━━━━━ Passage provided

US inflation condition


Acknowledging its initial mistake, the Fed and the government are now taking the necessary steps to curb inflation. And the situation is getting trickier for the government as the country’s mid-term election inches closer. Some economies are using different approaches to tackle inflation.

IN the middle of last year, the US Federal Reserve (Fed) thought the inflation situation would be transitory, expecting it to peak for a few months, then receding close to its 2% target.

One of the arguments was that pent-up demand, which was induced by the multiple months of lockdowns, and supply chain disruptions where global trades were halted, would normalise over the short-term.

This was when inflation was averaging at 5.4% between June 2021 and September 2021.

However, until the end of the year, inflation did not recede due to persistent imbalances in supply and demand. And as the US economy reopened and more people returned to the labour market, the economy recovered, and demand increased. But supply was not able keep up with demand as some parts of the economy were not fully operational.

Some of major trading partners were still having problems with the spread of Covid-19 and access to vaccines, and this had created problems for the United States, since it imports most of its goods and services.

In fairness, the high inflation situation is a global phenomenon.

Inflation rates have doubled in 37 out of the 44 advanced economies over the past two years, according to a Pew Research Centre analysis.

Acknowledging its initial mistake, the Fed and the government are now taking the necessary steps to curb inflation. And the situation is getting trickier for the government as the country’s mid-term election inches closer.

Some economies are using different approaches to tackle inflation.

Most of the developing economies such as Indonesia, Malaysia and South Korea preferred to target prices directly via price controls and subsidies.

━━━━━━━━━━
━━━━━ Data shown

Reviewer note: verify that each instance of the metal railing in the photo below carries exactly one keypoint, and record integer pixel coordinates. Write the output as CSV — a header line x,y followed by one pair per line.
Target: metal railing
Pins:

━━━━━━━━━━

**What you will do**
Please repeat the piece on US inflation starting at "Some of major" and ending at "controls and subsidies.", substituting "price caps" for "price controls".

**Solution to this exercise**
Some of major trading partners were still having problems with the spread of Covid-19 and access to vaccines, and this had created problems for the United States, since it imports most of its goods and services.

In fairness, the high inflation situation is a global phenomenon.

Inflation rates have doubled in 37 out of the 44 advanced economies over the past two years, according to a Pew Research Centre analysis.

Acknowledging its initial mistake, the Fed and the government are now taking the necessary steps to curb inflation. And the situation is getting trickier for the government as the country’s mid-term election inches closer.

Some economies are using different approaches to tackle inflation.

Most of the developing economies such as Indonesia, Malaysia and South Korea preferred to target prices directly via price caps and subsidies.